Every line of the listing must be reproduced as it stands. Leave the images behind.
--- begin Stored rows ---
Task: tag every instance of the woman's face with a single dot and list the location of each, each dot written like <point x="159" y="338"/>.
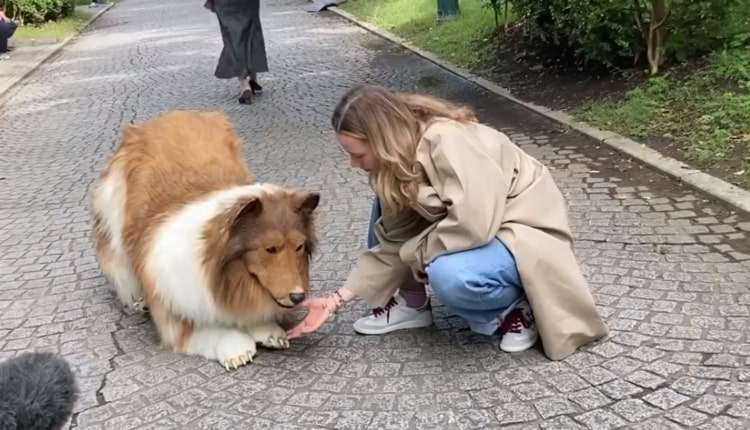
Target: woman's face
<point x="359" y="152"/>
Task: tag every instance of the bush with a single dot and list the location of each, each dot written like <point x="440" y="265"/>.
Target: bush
<point x="608" y="31"/>
<point x="39" y="11"/>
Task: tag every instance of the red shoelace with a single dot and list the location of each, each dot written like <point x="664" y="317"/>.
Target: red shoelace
<point x="514" y="322"/>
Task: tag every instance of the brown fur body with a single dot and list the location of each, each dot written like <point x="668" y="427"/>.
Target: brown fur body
<point x="181" y="229"/>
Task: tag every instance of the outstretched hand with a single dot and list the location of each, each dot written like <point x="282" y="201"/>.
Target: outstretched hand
<point x="320" y="310"/>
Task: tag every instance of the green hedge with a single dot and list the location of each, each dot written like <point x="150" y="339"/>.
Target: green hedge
<point x="39" y="11"/>
<point x="606" y="31"/>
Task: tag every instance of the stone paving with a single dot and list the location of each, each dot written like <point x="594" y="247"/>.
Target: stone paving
<point x="670" y="269"/>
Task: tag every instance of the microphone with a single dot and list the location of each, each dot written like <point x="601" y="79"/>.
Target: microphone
<point x="37" y="392"/>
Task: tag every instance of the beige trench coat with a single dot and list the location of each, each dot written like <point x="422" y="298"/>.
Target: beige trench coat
<point x="481" y="186"/>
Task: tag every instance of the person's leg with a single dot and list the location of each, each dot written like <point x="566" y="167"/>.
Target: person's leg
<point x="482" y="286"/>
<point x="410" y="308"/>
<point x="412" y="291"/>
<point x="6" y="31"/>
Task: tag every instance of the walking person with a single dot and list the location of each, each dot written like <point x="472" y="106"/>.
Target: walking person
<point x="7" y="28"/>
<point x="244" y="52"/>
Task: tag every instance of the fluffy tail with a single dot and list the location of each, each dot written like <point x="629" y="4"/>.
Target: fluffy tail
<point x="37" y="391"/>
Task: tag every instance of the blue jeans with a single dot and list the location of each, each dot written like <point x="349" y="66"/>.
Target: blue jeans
<point x="478" y="285"/>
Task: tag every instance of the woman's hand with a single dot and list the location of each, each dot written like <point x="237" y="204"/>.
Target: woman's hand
<point x="320" y="310"/>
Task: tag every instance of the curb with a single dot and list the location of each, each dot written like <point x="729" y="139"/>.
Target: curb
<point x="708" y="184"/>
<point x="54" y="49"/>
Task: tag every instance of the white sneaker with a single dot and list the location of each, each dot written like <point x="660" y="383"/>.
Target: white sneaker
<point x="394" y="316"/>
<point x="518" y="329"/>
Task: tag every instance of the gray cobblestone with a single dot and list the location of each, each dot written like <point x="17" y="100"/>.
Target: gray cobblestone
<point x="663" y="263"/>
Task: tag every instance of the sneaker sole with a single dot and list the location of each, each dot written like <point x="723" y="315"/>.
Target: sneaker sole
<point x="521" y="347"/>
<point x="394" y="327"/>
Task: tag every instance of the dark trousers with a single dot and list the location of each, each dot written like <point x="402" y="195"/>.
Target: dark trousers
<point x="6" y="31"/>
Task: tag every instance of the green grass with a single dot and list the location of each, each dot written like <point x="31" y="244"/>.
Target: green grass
<point x="459" y="40"/>
<point x="56" y="30"/>
<point x="708" y="113"/>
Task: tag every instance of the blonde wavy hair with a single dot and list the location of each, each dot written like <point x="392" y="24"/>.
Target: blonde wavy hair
<point x="391" y="125"/>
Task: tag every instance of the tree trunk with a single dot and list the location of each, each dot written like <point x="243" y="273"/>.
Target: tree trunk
<point x="657" y="34"/>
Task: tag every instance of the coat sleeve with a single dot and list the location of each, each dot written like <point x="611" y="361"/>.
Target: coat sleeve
<point x="473" y="188"/>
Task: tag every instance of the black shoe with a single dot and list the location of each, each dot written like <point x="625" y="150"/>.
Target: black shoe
<point x="255" y="87"/>
<point x="246" y="98"/>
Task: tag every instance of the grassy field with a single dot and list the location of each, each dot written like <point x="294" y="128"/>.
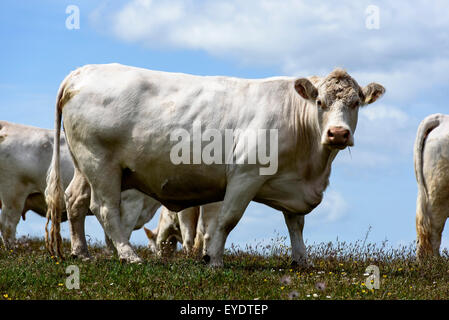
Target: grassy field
<point x="29" y="272"/>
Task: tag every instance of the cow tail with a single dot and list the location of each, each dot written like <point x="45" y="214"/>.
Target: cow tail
<point x="423" y="222"/>
<point x="54" y="193"/>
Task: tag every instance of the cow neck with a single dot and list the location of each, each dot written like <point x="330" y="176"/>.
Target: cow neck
<point x="313" y="160"/>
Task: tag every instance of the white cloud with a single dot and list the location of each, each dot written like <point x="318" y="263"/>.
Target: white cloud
<point x="408" y="53"/>
<point x="333" y="208"/>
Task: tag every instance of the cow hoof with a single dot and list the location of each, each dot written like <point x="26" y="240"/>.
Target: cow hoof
<point x="82" y="257"/>
<point x="136" y="260"/>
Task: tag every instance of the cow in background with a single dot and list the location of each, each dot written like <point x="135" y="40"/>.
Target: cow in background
<point x="186" y="227"/>
<point x="25" y="156"/>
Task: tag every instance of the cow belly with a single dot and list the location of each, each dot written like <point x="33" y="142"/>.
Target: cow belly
<point x="178" y="186"/>
<point x="293" y="196"/>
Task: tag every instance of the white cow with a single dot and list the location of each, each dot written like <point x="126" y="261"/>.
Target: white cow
<point x="131" y="127"/>
<point x="25" y="155"/>
<point x="187" y="227"/>
<point x="431" y="159"/>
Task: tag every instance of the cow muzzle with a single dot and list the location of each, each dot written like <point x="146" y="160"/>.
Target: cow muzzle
<point x="338" y="137"/>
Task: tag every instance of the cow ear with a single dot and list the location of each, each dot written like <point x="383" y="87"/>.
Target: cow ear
<point x="306" y="89"/>
<point x="149" y="233"/>
<point x="372" y="92"/>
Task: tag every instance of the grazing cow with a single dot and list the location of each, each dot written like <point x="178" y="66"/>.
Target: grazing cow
<point x="187" y="227"/>
<point x="25" y="155"/>
<point x="123" y="126"/>
<point x="431" y="159"/>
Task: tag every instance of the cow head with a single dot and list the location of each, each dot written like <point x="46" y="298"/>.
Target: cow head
<point x="337" y="98"/>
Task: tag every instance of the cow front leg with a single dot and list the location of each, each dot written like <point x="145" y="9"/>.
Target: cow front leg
<point x="295" y="225"/>
<point x="105" y="204"/>
<point x="239" y="192"/>
<point x="10" y="217"/>
<point x="77" y="197"/>
<point x="188" y="220"/>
--- end Stored rows ---
== Worked solution ==
Task: tag every instance of the woman's face with a single dot and list the location of each, each dot written like <point x="159" y="338"/>.
Target: woman's face
<point x="359" y="152"/>
Task: tag every instance of the bush with a single dot and list the location of each, each dot written like <point x="440" y="265"/>.
Target: bush
<point x="608" y="31"/>
<point x="39" y="11"/>
Task: tag every instance of the red shoelace with a single dot and list the location of each, each dot written like <point x="664" y="317"/>.
Target: red shoelace
<point x="514" y="322"/>
Task: tag every instance of the brown fur body with a single dot and list the location of each, each dot written like <point x="668" y="427"/>.
Target: brown fur body
<point x="181" y="229"/>
Task: tag every instance of the outstretched hand with a single dot and list the location of each, each dot written like <point x="282" y="201"/>.
Target: outstretched hand
<point x="320" y="310"/>
Task: tag every instance of the green hedge with a single dot and list the location of each, each dot written like <point x="150" y="339"/>.
Target: green hedge
<point x="39" y="11"/>
<point x="606" y="31"/>
Task: tag every instance of the stone paving with a single dot and list the location of each, each dot written like <point x="594" y="247"/>.
Target: stone paving
<point x="670" y="269"/>
Task: tag every instance of the microphone with a single dot and list the location of each, each dot written like <point x="601" y="79"/>.
Target: microphone
<point x="37" y="392"/>
Task: tag every instance of the beige trench coat with a single dot and list the location of each, each dot written like <point x="422" y="298"/>.
Target: beige trench coat
<point x="481" y="186"/>
Task: tag every instance of the person's leg with a single dot and list the location of each, each dot written like <point x="566" y="167"/>.
Target: person's leg
<point x="482" y="286"/>
<point x="410" y="308"/>
<point x="412" y="291"/>
<point x="6" y="31"/>
Task: tag every instance of the walking person with a single dot and list the location of each, each dot written like <point x="472" y="106"/>.
Target: walking person
<point x="7" y="28"/>
<point x="244" y="52"/>
Task: tag every instance of the fluffy tail with a single dot and list the location of each, each dot written like <point x="629" y="4"/>.
Target: fluffy tail
<point x="37" y="391"/>
Task: tag every instance of the blue jeans with a single dot and list the location of each, each dot written like <point x="349" y="66"/>.
Target: blue jeans
<point x="478" y="285"/>
Task: tag every instance of the woman's hand with a single dot and list the location of each, each dot written like <point x="237" y="204"/>.
Target: woman's hand
<point x="320" y="310"/>
Task: tag every instance of the curb with a single dot and list the location of each, each dot written like <point x="729" y="139"/>.
Target: curb
<point x="708" y="184"/>
<point x="54" y="49"/>
Task: tag every instance of the white sneaker with a single dot and list the location of each, each dot written like <point x="660" y="383"/>.
Target: white sneaker
<point x="394" y="316"/>
<point x="518" y="329"/>
Task: tag every instance of the gray cobblestone with a single dot and list the location of each, each dot written like <point x="17" y="100"/>.
Target: gray cobblestone
<point x="663" y="263"/>
Task: tag every instance of the sneaker sole with a single dot and list the location of each, each dot written like <point x="723" y="315"/>.
Target: sneaker sole
<point x="521" y="347"/>
<point x="394" y="327"/>
Task: tag every instance of the dark trousers with a single dot and list the location of each, each dot written like <point x="402" y="195"/>.
Target: dark trousers
<point x="6" y="31"/>
Task: tag every instance of the green grass with a single dot and list the location of each, each dot written like <point x="31" y="244"/>.
Target: green grass
<point x="459" y="40"/>
<point x="56" y="30"/>
<point x="708" y="113"/>
Task: tag every instance of the blonde wavy hair with a single dot and list the location of each, each dot written like <point x="392" y="24"/>.
Target: blonde wavy hair
<point x="391" y="125"/>
Task: tag every instance of the tree trunk with a single dot and list the location of each, each dot written like <point x="243" y="273"/>.
Target: tree trunk
<point x="657" y="34"/>
Task: tag every instance of the coat sleeve with a single dot and list the location of each, each dot written like <point x="611" y="361"/>.
Target: coat sleeve
<point x="473" y="188"/>
Task: tag every instance of the black shoe with a single dot and list the location of each, each dot written like <point x="625" y="150"/>.
Target: black shoe
<point x="255" y="87"/>
<point x="246" y="98"/>
Task: tag every instance of the grassy field with a single dot and list the location of each, each dot written like <point x="294" y="128"/>.
Target: grassy field
<point x="29" y="272"/>
Task: tag every instance of the cow tail with a single dot and list the location of each, each dot written like <point x="45" y="214"/>.
Target: cow tail
<point x="423" y="222"/>
<point x="54" y="193"/>
Task: tag every instance of the cow neck with a single dot and list the location of each, each dot written like <point x="330" y="176"/>.
Target: cow neck
<point x="313" y="160"/>
Task: tag every instance of the white cloud with a single dot and list the location of each, each dot written like <point x="318" y="263"/>.
Target: white cloud
<point x="408" y="53"/>
<point x="333" y="208"/>
Task: tag every instance of the cow hoof with a single dot and list the location of each, each dot written like <point x="26" y="240"/>.
Target: cow hoof
<point x="82" y="257"/>
<point x="136" y="260"/>
Task: tag every instance of the cow in background with a single dot and list the location of each, each dot written like <point x="135" y="40"/>.
Target: cow in background
<point x="186" y="227"/>
<point x="25" y="156"/>
Task: tag every instance of the cow belly with a single dot and list the location of each, each dot written like <point x="33" y="142"/>.
Target: cow belly
<point x="178" y="186"/>
<point x="293" y="196"/>
Task: tag every instance of the white cow with a single dot and list the location of each, each dot written like <point x="126" y="261"/>.
Target: white cow
<point x="131" y="127"/>
<point x="25" y="155"/>
<point x="187" y="227"/>
<point x="431" y="159"/>
Task: tag every instance of the cow muzzle with a single dot and list the location of each, each dot written like <point x="146" y="160"/>.
Target: cow muzzle
<point x="338" y="137"/>
Task: tag every instance of the cow ear with a single dot and list the location of each, each dot written like <point x="383" y="87"/>.
Target: cow ear
<point x="306" y="89"/>
<point x="149" y="233"/>
<point x="372" y="92"/>
Task: tag every instance of the grazing cow with a single dot and list the location of each, each dot written like <point x="178" y="66"/>.
Target: grazing cow
<point x="187" y="227"/>
<point x="25" y="155"/>
<point x="123" y="126"/>
<point x="431" y="159"/>
Task: tag every instance of the cow head with a single dot and list the location of each, each dot written like <point x="46" y="298"/>.
Target: cow head
<point x="337" y="98"/>
Task: tag every instance of the cow front leg with a single dot and list the location of each, each dot written like <point x="145" y="9"/>.
Target: cow front leg
<point x="295" y="225"/>
<point x="105" y="204"/>
<point x="239" y="192"/>
<point x="10" y="217"/>
<point x="77" y="197"/>
<point x="188" y="220"/>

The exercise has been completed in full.